> EXTRAIT CHOISI
>>
IA. La problématique culturelle…
Emma Rafowicz, député européenne, vice-présidente à la Commission de la Culture et de l’Eduaction, éclaire le débat.
- Emma Rafowicz -
À l’heure de l’intelligence artificielle, concilier innovation et préservation du droit d’auteur et
de la diversité culturelle à l’échelle européenne.
« Les enjeux d’innovation seront au cœur du sommet pour l'action sur l’intelligence artificielle qui se déroule à Paris les 10 et 11 février. Véritable révolution technologique, elle est pourvoyeuse d’opportunités et de progrès incontestables. Mais derrière l’innovation, se cachent des facettes plus inquiétantes pour le monde de la culture qui appellent une prise de conscience à l’échelle européenne.
La grande spoliation d’œuvres culturelles orchestrée par les modèles d’IA générative qui peuvent eux-mêmes mettre désormais au point des œuvres créatives et l’impact des algorithmes de recommandation des plateformes qui façonnent les préférences culturelles des utilisateurs pourraient causer des dommages à la création, privée de rémunération et conduire à une standardisation culturelle sans précédent. Ces effets se font d’ailleurs déjà ressentir.
<<
> CONSIGNE 1
Sélectionnez chaque ligne des enregistrements qui contient la chaîne « mask », en respectant la casse.
Le texte et les enregistrements n'ont aucun lien entre eux.

> LES ENREGISTREMENTS
>>
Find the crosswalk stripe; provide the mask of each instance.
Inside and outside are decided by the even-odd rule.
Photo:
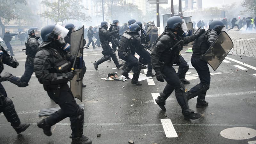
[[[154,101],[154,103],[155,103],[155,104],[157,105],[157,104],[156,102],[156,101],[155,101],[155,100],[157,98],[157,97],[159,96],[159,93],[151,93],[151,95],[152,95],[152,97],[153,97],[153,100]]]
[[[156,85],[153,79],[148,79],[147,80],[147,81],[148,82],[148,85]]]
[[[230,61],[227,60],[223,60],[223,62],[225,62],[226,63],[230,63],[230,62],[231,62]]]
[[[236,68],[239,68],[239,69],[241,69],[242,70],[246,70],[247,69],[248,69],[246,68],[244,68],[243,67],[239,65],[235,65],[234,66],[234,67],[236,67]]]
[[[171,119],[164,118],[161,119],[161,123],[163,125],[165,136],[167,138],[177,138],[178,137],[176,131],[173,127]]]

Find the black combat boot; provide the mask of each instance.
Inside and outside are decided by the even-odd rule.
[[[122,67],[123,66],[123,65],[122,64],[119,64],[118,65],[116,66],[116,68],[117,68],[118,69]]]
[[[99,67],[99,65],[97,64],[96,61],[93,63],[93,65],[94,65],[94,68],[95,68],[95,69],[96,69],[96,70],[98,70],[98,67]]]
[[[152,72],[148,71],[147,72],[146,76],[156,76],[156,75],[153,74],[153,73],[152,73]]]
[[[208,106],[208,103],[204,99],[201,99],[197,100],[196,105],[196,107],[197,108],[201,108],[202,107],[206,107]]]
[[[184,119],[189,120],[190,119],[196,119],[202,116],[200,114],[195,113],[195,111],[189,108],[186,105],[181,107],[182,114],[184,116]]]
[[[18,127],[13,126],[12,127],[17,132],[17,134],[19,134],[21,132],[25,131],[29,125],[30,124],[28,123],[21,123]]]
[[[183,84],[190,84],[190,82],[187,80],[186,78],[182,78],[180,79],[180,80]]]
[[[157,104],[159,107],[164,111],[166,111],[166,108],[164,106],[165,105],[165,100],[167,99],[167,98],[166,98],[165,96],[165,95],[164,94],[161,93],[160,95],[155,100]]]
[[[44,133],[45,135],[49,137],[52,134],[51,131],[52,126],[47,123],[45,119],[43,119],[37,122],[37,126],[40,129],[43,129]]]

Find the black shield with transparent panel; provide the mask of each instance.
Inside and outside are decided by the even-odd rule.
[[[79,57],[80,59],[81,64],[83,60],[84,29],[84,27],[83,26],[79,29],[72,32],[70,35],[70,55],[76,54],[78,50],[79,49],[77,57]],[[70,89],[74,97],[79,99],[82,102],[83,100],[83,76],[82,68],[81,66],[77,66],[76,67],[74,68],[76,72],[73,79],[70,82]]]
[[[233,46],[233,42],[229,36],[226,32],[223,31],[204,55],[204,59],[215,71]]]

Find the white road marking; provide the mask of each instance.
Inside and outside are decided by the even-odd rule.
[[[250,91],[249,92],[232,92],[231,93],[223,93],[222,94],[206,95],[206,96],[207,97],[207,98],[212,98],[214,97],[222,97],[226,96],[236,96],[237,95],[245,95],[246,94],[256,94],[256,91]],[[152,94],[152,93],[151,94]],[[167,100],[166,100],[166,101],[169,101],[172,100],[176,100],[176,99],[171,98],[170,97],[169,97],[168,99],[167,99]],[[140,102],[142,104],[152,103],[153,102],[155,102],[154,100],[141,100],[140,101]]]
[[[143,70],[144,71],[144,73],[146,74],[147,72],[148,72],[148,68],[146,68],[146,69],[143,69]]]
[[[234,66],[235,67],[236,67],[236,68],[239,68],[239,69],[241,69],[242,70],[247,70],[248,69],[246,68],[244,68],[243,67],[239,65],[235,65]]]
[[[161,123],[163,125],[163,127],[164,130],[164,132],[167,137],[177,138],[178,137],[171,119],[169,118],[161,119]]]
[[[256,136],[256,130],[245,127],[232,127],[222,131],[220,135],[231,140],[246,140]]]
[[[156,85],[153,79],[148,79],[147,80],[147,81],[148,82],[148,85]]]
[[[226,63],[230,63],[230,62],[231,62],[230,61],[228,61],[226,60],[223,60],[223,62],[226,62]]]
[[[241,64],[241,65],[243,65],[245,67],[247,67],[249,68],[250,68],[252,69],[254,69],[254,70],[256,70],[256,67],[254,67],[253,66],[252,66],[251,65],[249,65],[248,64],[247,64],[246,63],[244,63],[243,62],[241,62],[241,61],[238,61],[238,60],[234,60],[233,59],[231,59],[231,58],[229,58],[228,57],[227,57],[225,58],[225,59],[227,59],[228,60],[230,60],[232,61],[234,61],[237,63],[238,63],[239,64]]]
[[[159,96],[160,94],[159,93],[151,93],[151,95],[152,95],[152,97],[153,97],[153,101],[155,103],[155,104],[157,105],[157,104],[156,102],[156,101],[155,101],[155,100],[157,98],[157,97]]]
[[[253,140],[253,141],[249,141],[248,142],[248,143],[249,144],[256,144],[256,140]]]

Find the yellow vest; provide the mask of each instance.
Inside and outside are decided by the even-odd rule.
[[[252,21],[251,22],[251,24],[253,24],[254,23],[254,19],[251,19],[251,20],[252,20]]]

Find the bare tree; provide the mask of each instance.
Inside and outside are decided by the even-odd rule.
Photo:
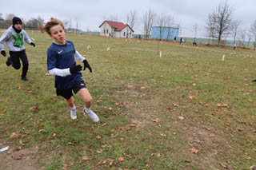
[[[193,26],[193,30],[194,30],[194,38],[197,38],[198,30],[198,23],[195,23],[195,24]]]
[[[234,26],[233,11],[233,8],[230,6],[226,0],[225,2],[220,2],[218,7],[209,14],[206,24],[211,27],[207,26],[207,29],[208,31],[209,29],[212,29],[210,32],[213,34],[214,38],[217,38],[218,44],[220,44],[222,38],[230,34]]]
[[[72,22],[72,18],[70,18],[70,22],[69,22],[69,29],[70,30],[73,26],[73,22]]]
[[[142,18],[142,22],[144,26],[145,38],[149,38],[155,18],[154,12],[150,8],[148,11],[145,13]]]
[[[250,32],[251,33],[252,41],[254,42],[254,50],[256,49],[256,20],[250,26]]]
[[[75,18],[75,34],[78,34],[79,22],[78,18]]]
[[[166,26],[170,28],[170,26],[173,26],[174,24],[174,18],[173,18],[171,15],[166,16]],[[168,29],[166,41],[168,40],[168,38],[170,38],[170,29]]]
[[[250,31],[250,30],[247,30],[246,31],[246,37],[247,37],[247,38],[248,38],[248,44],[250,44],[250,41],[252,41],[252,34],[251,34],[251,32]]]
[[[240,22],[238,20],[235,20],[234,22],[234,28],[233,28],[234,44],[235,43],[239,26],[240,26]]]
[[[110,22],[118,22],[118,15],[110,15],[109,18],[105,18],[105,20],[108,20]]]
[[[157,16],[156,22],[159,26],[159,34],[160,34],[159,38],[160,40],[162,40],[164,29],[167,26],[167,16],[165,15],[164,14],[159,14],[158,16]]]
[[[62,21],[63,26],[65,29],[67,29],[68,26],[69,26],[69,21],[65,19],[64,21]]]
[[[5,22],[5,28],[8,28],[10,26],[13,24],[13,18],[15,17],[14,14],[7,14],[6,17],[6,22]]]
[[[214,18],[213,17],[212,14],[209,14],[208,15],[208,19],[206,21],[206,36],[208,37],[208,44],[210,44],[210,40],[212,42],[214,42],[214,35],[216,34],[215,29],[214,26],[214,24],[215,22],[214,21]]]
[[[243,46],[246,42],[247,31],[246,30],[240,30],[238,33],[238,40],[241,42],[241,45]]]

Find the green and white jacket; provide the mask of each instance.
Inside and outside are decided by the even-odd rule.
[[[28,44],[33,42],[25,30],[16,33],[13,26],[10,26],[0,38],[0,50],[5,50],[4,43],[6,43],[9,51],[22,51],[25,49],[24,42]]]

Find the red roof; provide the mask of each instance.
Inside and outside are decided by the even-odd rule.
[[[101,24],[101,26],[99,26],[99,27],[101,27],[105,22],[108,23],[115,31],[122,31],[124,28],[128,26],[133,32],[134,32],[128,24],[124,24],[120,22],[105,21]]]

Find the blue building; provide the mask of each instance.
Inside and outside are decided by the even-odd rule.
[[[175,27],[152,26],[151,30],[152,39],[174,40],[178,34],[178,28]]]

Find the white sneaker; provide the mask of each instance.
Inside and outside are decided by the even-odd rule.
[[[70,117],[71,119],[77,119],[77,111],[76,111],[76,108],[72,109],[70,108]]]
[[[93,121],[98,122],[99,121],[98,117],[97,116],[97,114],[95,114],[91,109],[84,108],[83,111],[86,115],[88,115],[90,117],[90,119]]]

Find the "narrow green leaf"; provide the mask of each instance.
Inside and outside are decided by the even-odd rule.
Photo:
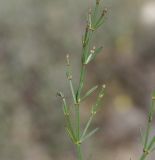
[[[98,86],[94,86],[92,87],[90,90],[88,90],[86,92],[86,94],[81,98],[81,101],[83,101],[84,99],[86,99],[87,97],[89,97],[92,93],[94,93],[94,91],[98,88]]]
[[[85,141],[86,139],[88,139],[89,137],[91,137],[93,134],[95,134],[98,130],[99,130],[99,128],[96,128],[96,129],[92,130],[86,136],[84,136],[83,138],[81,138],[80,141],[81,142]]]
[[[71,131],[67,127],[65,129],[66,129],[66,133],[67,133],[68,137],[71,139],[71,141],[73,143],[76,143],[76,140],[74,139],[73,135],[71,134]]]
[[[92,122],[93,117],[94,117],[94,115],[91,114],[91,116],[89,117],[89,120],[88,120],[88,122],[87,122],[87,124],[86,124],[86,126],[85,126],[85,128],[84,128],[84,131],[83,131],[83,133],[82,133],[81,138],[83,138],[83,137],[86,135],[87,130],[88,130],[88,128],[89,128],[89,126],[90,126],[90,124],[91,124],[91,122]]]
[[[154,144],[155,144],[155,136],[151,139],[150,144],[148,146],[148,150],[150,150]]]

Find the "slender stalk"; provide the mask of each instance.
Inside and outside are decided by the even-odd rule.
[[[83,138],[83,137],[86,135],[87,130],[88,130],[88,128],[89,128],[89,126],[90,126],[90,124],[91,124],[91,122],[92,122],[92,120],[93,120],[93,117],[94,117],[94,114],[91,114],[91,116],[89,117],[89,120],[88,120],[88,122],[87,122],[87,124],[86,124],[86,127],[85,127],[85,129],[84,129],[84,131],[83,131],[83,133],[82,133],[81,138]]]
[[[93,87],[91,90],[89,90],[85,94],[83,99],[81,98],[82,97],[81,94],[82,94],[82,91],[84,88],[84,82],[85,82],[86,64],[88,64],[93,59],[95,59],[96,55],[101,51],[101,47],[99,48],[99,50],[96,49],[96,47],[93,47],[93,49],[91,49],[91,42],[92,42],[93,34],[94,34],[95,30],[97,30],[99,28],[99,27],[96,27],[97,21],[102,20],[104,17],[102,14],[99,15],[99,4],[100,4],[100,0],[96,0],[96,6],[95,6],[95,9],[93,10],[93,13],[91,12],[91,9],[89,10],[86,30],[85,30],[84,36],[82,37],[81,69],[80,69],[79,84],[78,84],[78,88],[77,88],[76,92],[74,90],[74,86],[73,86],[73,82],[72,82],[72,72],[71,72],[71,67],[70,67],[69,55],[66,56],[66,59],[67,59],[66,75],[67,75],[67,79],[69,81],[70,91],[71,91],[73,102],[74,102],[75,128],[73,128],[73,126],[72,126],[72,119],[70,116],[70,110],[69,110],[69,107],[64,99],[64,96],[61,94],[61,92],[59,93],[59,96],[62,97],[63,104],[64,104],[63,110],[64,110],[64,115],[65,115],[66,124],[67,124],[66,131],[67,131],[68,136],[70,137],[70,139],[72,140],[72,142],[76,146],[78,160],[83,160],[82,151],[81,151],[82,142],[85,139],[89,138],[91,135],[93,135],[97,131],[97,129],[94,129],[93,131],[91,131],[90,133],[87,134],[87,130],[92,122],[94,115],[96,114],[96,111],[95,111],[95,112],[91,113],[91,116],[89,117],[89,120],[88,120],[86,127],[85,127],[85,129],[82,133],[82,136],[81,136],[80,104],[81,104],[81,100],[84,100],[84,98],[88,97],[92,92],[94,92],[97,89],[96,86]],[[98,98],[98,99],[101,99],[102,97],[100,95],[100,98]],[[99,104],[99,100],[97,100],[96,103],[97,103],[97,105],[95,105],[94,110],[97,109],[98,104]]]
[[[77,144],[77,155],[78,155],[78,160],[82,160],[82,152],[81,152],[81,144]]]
<<
> CONSIGNE 2
Traduisez en anglais la phrase « Ces effets se font d’ailleurs déjà ressentir. », tirée de l'extrait sur l'intelligence artificielle et la culture.

> RÉPONSE CORRECTE 1
Find the crosswalk stripe; provide the mask of each instance.
Find the black combat boot; provide the mask of each instance.
Find the black shield with transparent panel; provide the mask of each instance.
Find the white road marking; provide the mask of each instance.
Find the yellow vest; provide the mask of each instance.
Find the bare tree; provide the mask of each instance.
Find the green and white jacket; provide the mask of each instance.
Find the red roof; provide the mask of each instance.
Find the blue building; provide the mask of each instance.
Find the white sneaker; provide the mask of each instance.
Find the "narrow green leaf"; provide the mask of each instance.
Find the "slender stalk"; provide the mask of each instance.

> RÉPONSE CORRECTE 2
Moreover, these effects are already being felt.